• SOURCE DOCUMENT:

****************

Percy Lefroy Mapleton (also known as Percy Mapleton Lefroy; 23 February 1860 – 29 November 1881) was a British journalist and murderer. He was the British "railway murderer" of 1881. He is important in the history of forensics and policing as being the subject of the first police composite picture to appear on a "wanted" poster and in a newspaper.

== The murder ==
On the afternoon of 27 June 1881, 64-year-old Isaac Frederick Gold, a retired bakery manager, was murdered on the express train going from London Bridge Station to his home in Brighton. Gold had entered a first-class smoking compartment in the third carriage, and was later joined in the compartment by 21-year-old Percy Lefroy Mapleton. When the train arrived at Preston Park Station, Mapleton was observed getting out of the carriage in a distressed state and covered in blood. He had lost his hat, collar and tie, and had a gold watch-chain hanging from his shoe.

Giving a card which carried the name 'Arthur Lefroy', Mapleton complained that he had been attacked during the journey by two men, who had hit him on the head, knocking him out. Richard Gibson, the ticket collector at Preston Park Station, accompanied Mapleton for the rest of the journey to Brighton, where Mapleton told Henry Anscombe, the Station Master, that he had been shot and wounded during his journey. Asked about the gold chain that had been seen hanging from his shoe, he replied that he had put it there for safety.

****************

• SUPPLIED RECORDS:
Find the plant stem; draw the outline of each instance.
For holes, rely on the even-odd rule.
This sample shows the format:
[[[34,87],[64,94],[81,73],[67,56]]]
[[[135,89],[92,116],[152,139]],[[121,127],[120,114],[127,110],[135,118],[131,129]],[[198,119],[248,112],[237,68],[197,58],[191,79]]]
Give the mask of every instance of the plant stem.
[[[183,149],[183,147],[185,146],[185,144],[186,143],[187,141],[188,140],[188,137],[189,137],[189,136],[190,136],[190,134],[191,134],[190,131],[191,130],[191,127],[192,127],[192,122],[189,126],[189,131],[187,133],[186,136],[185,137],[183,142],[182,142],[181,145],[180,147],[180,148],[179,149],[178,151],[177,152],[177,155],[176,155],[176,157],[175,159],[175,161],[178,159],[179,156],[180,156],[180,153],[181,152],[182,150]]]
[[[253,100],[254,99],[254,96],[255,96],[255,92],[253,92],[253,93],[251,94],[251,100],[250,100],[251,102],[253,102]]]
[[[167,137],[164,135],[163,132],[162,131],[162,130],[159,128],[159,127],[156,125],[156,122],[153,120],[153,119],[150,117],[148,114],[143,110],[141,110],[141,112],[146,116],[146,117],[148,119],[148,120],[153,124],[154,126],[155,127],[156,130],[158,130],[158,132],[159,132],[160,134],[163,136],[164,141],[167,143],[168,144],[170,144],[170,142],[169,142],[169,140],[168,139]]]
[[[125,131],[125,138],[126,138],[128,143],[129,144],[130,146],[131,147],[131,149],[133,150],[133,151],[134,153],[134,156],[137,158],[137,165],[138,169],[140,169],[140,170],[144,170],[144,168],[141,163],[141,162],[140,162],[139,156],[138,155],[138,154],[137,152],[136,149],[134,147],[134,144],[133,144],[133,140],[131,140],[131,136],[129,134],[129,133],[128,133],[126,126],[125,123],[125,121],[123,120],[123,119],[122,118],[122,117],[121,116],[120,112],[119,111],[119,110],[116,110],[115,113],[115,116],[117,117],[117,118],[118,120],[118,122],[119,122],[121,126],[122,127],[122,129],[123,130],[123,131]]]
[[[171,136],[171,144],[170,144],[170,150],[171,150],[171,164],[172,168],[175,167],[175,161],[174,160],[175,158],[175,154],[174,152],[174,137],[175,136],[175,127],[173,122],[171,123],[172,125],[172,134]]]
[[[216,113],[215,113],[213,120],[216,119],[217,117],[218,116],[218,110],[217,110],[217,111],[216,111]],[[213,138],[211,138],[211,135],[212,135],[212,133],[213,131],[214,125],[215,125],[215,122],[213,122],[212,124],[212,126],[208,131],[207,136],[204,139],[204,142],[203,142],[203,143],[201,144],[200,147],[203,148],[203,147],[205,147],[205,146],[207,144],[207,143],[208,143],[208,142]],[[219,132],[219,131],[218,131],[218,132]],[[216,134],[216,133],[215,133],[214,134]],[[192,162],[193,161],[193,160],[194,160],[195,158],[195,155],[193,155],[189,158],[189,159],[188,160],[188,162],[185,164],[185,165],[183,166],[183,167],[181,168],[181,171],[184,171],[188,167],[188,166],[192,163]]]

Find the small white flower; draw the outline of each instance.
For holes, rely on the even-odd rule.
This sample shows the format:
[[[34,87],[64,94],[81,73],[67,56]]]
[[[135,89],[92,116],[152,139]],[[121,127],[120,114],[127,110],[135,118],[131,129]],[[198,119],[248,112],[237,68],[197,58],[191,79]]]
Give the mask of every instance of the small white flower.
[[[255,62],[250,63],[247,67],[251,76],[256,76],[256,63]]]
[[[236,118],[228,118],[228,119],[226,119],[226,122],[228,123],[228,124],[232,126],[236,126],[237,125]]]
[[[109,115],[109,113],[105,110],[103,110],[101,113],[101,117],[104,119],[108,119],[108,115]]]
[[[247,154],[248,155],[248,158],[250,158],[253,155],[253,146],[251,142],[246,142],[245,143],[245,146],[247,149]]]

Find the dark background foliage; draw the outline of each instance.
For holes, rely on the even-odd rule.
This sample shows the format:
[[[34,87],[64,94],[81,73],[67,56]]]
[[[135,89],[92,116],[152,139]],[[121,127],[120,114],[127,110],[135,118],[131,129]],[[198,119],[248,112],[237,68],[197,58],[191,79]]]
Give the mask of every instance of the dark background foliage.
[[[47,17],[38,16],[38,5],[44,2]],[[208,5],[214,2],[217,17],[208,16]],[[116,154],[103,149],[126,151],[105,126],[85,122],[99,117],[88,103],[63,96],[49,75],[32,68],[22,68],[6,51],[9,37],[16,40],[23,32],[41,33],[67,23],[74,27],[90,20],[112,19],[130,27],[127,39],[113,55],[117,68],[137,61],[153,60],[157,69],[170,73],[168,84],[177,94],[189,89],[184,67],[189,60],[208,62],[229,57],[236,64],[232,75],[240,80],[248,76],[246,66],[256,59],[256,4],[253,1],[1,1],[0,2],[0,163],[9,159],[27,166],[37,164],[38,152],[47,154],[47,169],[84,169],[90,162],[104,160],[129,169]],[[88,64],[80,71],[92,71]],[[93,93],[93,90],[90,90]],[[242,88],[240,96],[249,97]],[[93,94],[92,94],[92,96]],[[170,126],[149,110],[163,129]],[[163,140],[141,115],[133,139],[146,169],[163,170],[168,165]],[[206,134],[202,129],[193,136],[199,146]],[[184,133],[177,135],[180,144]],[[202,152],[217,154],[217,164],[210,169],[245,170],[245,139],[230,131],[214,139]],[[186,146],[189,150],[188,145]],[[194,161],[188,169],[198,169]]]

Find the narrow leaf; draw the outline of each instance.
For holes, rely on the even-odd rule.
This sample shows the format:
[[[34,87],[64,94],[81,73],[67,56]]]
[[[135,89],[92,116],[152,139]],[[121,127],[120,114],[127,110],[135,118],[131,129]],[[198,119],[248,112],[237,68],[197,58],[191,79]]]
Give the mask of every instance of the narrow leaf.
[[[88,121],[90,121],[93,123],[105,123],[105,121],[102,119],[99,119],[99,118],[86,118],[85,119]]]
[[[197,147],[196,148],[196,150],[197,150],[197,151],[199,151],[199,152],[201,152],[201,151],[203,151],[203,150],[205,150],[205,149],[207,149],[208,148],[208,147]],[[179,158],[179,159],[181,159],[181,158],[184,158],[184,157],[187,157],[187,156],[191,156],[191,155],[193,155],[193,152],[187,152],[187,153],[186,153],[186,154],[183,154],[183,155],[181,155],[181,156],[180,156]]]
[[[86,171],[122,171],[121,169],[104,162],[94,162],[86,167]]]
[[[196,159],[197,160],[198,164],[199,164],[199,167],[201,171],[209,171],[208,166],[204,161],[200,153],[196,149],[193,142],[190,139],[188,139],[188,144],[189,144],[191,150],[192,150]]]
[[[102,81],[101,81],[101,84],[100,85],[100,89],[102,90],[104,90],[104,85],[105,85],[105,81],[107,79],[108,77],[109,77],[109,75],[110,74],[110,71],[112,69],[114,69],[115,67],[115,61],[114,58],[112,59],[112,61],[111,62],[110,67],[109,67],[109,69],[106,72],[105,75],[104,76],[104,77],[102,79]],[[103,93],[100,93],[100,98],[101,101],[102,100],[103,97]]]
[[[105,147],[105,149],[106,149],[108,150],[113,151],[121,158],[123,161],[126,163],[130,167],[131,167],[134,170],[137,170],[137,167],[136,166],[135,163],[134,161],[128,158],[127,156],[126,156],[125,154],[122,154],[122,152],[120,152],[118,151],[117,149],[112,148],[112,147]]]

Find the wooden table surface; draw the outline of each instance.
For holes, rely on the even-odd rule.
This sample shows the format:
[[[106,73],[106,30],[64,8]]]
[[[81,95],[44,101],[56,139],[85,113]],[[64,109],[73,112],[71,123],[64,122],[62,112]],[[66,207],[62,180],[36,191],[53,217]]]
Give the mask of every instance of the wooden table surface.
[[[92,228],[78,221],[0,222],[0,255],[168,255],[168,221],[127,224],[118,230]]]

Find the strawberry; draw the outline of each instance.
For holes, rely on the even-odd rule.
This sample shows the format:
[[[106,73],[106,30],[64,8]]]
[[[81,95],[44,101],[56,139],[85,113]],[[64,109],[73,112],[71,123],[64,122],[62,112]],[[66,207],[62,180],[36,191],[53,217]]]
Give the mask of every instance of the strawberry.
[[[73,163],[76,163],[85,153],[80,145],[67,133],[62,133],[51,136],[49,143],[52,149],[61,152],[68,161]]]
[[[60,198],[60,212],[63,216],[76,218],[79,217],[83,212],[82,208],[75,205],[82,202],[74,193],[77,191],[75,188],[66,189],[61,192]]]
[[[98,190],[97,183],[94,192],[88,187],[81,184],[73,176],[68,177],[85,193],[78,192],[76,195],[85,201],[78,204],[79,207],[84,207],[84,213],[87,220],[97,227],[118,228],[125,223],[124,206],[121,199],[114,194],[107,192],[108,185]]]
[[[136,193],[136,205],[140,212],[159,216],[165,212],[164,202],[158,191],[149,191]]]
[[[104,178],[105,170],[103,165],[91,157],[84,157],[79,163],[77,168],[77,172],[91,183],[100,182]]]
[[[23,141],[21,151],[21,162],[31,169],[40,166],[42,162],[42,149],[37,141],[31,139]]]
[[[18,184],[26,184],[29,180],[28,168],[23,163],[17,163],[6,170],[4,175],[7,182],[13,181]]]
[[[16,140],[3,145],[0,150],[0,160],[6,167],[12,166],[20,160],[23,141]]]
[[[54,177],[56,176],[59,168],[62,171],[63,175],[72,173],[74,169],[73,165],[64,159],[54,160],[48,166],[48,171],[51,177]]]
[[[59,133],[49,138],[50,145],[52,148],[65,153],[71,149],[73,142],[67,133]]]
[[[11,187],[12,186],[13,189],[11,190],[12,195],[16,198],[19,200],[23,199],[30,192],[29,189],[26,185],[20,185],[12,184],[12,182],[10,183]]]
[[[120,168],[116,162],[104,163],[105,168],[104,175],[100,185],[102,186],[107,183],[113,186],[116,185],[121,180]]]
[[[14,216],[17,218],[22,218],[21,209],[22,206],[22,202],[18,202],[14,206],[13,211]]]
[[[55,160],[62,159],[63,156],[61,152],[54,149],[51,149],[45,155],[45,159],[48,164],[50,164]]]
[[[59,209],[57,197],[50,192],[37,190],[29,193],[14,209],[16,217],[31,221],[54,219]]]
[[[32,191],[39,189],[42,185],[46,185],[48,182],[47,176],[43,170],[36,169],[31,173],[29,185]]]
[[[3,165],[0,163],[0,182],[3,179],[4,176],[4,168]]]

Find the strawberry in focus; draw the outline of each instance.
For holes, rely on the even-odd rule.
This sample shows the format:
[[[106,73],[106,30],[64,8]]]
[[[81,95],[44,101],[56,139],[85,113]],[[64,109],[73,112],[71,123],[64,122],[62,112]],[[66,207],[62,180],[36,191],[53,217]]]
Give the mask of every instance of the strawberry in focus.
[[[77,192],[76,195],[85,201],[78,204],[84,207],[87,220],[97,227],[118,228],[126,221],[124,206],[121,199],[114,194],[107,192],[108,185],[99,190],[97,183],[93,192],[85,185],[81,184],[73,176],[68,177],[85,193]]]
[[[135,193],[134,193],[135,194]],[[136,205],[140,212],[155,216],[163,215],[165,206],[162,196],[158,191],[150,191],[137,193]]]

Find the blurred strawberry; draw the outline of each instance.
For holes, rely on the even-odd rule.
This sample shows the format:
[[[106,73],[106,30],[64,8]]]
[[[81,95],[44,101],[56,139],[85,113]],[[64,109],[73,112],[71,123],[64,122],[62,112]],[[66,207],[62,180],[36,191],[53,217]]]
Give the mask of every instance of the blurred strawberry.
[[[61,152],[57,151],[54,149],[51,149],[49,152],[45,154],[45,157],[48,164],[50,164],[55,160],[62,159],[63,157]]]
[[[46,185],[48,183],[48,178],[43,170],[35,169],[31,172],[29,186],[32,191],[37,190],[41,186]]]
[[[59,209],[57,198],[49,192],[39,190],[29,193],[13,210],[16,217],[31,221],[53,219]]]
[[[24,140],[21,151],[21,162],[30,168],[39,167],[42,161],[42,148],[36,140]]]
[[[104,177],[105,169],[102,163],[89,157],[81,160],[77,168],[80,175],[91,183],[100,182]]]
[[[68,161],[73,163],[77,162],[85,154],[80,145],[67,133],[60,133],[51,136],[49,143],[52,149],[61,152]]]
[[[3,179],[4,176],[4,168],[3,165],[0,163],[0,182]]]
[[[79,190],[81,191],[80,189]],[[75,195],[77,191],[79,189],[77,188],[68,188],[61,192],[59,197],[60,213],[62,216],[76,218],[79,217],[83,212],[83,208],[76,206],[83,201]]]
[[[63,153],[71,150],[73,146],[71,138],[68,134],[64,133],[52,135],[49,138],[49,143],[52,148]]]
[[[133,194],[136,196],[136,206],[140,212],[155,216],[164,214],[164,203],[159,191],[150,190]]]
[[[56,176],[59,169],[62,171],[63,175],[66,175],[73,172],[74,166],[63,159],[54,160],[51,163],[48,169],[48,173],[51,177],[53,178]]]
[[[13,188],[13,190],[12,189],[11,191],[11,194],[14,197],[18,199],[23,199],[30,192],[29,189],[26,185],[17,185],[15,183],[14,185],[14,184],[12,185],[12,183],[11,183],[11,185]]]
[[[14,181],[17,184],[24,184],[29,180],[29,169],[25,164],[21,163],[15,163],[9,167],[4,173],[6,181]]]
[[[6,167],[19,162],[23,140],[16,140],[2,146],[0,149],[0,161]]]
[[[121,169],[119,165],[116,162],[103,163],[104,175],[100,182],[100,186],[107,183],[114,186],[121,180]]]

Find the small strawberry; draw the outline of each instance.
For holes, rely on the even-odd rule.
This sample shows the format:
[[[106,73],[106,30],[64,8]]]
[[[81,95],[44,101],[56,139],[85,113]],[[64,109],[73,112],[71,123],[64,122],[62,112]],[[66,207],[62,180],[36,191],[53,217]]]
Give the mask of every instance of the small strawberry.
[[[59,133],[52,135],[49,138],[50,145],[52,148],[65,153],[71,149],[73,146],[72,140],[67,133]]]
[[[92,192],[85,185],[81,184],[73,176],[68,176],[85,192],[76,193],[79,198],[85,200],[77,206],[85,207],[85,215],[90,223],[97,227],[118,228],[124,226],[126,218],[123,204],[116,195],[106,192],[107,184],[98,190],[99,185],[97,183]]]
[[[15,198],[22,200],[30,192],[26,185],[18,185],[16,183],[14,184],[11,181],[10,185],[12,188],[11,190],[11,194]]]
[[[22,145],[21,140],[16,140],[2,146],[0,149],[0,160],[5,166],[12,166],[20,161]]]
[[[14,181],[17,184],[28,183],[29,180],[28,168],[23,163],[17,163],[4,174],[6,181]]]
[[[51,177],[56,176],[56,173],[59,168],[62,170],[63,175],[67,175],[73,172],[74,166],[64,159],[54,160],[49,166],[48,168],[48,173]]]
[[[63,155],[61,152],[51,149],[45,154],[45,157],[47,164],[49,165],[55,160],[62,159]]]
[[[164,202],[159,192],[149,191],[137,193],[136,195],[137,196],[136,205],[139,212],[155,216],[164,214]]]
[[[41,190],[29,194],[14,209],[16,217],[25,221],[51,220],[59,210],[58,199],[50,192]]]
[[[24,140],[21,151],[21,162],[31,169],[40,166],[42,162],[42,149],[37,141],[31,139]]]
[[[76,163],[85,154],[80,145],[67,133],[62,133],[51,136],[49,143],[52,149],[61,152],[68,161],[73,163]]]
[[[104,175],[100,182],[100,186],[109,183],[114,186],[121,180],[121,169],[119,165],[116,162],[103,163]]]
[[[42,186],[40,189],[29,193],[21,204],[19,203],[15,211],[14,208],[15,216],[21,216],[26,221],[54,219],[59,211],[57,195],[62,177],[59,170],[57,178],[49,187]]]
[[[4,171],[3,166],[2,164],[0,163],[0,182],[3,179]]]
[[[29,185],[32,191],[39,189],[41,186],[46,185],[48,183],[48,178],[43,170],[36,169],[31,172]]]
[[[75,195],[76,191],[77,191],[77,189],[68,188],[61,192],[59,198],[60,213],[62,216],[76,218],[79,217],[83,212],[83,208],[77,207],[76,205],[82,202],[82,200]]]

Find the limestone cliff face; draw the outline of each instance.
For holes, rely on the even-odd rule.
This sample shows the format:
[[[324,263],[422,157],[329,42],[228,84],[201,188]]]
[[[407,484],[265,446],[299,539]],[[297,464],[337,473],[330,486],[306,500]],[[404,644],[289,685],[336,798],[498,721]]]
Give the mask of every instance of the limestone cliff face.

****************

• REQUIRED ACTIONS:
[1] Please translate this sentence from the passage on the 1881 railway murder into Spanish: "He had lost his hat, collar and tie, and had a gold watch-chain hanging from his shoe."
[2] Write the next part of the passage on the 1881 railway murder, picking up after its final sentence.

• REPLIES:
[1] Había perdido el sombrero, el cuello y la corbata, y llevaba una cadena de reloj de oro colgando del zapato.

[2]
From the station offices he was taken to the Brighton police station, where he made an official complaint against his attackers, even offering a reward for their capture. Constable Howland interviewed Mapleton for details of his alleged attackers before sending him to the County Hospital for treatment, where his wounds turned out to be quite superficial. Suspicious that such slight wounds could cause so much blood, the examining doctor wanted to detain him, but Mapleton suddenly announced that he had an urgent appointment in London. He returned to the police station for further interviews, and then—having bought a new collar and tie—went to Brighton Station where increasingly dubious police took him into an office and searched him. They found two Hanoverian medals in his pockets, which he denied all knowledge of.

Meanwhile, the carriage had been shunted into a siding and examined, which revealed three bullet marks and other signs of a fierce struggle, including blood on the carriage's footboard, mat, and door handle, as well as on a handkerchief and newspaper. Investigators also found coins similar to those found on Mapleton.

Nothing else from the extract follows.